> **TASKS FOR THIS EXERCISE**:
A – Within the listing, take the lines starting with the one that contains "the tan colored" and going on through the one that contains "[(339, 254)]", and reproduce them with "pin" replaced by "marker", leaving everything else unchanged.
B – Continue the forum thread on miniature scale from the point at which it stops.

> **DOCUMENT SEGMENT**:
_ _ _ _ _
# Miniature Scale



## Argyle King (Oct 21, 2013)

I've been painting minis for a little while now, and I've been buying them for even longer.  In spite of that, I still feel as though I have little to no understanding of the sizing scale used to measure rpg miniatures.  I mean, I understand the concept behind how scaling works; I've dabbled in model trains and things of that nature, so scaling makes perfect sense to me.  Where minis confuse me is that there rarely seems to be a commonly shared meaning about what a size means; 25mm scale from one company isn't necessarily the same as 25mm from a different company.  Beyond that, I am also sometimes confused because D&D miniatures are said to be 30mm; that seems to be a size which is very rarely used by other companies; however, there are 28mm minis by other companies which appear to be the same size.  All in all, I find it confusing to try to purchase minis from different gaming companies and have them be similar sizes.  It's also confusing when I try to purchase things from non-gaming companies (such as an arts and craft store) and create my own terrain and have it be sized in a manner which is consistent with the size of the minis I have.


So...

What are the common sizes of minis when it comes to tabletop rpgs?

What exactly do those sizes mean?  (There seems to be some debate about whether the size means that's the measurement to eye level or the top of the mini.)

What size are D&D minis, and has that size changed with time? (I'm pretty sure they are 30mm.)

What size is Pathfinder?


----------



## Stormonu (Oct 21, 2013)

28 mm - used for most wargames and some fantasy miniature lines
28 mm heroic - used for Game Workshop's games (actually 30 mm)
_ _ _ _ _
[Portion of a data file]
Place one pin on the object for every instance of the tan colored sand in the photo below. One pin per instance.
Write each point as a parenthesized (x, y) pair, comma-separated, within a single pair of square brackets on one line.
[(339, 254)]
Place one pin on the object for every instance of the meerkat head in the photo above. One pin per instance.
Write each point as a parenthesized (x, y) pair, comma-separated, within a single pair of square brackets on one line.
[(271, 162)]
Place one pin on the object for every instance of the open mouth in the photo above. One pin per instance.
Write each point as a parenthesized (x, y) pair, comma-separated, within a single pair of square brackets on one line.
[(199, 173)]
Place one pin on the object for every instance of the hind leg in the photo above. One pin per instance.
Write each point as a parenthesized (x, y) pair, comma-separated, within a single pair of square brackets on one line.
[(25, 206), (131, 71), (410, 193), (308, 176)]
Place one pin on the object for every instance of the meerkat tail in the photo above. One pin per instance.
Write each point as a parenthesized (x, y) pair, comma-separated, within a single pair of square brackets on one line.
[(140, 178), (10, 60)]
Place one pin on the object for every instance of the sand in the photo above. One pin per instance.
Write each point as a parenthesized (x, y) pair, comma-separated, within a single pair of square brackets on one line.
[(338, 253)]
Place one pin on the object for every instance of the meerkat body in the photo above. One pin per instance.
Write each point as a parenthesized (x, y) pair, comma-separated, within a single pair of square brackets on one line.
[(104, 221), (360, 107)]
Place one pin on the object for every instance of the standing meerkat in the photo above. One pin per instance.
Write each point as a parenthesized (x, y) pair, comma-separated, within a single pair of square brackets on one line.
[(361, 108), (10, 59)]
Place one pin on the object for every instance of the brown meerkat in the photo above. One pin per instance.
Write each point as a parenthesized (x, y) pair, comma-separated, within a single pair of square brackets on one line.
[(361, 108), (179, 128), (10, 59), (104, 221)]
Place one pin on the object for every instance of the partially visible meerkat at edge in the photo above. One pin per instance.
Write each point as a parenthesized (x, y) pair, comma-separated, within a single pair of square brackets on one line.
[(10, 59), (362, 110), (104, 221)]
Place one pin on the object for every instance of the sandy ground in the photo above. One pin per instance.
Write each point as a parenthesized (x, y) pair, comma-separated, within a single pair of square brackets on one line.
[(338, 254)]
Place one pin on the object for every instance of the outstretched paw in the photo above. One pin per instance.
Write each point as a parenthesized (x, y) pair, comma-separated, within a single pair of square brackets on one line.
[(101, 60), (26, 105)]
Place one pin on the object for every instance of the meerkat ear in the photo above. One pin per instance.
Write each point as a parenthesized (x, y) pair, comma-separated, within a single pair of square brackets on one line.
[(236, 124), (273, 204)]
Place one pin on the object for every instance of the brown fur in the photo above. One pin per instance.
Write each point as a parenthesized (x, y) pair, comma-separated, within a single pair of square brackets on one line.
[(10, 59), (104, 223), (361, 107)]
_ _ _ _ _
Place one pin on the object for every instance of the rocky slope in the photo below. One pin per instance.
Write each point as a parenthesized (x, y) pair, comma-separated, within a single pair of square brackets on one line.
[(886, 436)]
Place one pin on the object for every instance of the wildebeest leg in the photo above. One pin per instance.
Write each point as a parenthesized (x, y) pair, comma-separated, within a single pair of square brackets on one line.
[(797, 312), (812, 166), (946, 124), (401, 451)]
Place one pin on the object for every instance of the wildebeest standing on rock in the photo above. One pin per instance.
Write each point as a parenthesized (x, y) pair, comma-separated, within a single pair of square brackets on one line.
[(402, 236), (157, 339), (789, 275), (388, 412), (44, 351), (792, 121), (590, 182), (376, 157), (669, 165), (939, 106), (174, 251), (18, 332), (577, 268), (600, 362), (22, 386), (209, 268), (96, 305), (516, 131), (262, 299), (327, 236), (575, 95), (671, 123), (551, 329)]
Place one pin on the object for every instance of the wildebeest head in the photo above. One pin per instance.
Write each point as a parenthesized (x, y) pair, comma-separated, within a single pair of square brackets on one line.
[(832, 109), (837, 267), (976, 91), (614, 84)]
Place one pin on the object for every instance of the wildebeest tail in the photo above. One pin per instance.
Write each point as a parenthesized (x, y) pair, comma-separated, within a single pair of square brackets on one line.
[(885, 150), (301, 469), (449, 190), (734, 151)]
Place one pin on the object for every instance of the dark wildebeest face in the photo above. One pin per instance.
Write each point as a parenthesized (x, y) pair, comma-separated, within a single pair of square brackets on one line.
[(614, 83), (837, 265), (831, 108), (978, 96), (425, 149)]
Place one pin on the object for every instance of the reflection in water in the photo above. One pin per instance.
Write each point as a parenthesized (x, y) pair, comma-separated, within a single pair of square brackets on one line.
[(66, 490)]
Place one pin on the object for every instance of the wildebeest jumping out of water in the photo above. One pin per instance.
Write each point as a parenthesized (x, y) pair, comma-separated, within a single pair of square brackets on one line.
_ _ _ _ _
> **ANSWERS TO EACH TASK**:
A –
Place one marker on the object for every instance of the tan colored sand in the photo below. One marker per instance.
Write each point as a parenthesized (x, y) pair, comma-separated, within a single pair of square brackets on one line.
[(339, 254)]

B –
25 mm - D&D minis

The sizing somewhat varies, but generally it is a measure from the "ground" to the eyeline of the character (it's definitely the scale GW claims to use).  Generally, over time minis have gotten larger and larger as the increased scale makes it easier to sculpt and pick out details.  Back in the 70's and 80's, D&D metal minis were 25 mm.  As Games Workshop's games became more popular (which were initially 28mm figures), fantasy miniatures began to creep upwards in size.  Mini's for D&D's Chainmail game, for example, reached up to 30 mm.  When the D&D plastic minis came out, they were scaled back to 25 mm, though a couple chainmail molds slipped by inspection (The farm hand with scythe from Harbinger being an egrarious example; it was often joked he was "corn-fed").  Over time, scale creep set in on the minis, though I don't think they quite reached 28 mm in size.

Reaper makes a line of minis that are 28 mm, but they also make 25mm.  Pathfinder minis, are, I believe, 25 mm.


----------



## frankthedm (Oct 22, 2013)

http://theminiaturespage.com/ref/scales.html
http://en.wikipedia.org/wiki/Miniature_figure_(gaming)#Scales



pogre said:


>


----------



## Argyle King (Oct 23, 2013)

frankthedm said:


> http://theminiaturespage.com/ref/scales.html
> http://en.wikipedia.org/wiki/Miniature_figure_(gaming)#Scales





The beginning of the article found at the first link mentions exactly why I've (at times) been confused.  

"Just to confuse things further, manufacturers have been slowly making their figures a bit larger in recent years. The extra size gives more room for details, so that a "large 15mm" figure often looks sharper than an "classic 15mm" figure - and that's because it's not actually a 15mm figure, but (often) an 18mm figure! The same is true with 25mm figures, as represented by the miniatures put out by  Games Workshop as well as by  Reaper's "heroic" 25mm figures (both of which measure closer to 28mm in scale)."


----------



## Jhaelen (Oct 23, 2013)

Yep, there was also a very noticeable 'size creep' in the DDM line.


----------



## ExploderWizard (Oct 25, 2013)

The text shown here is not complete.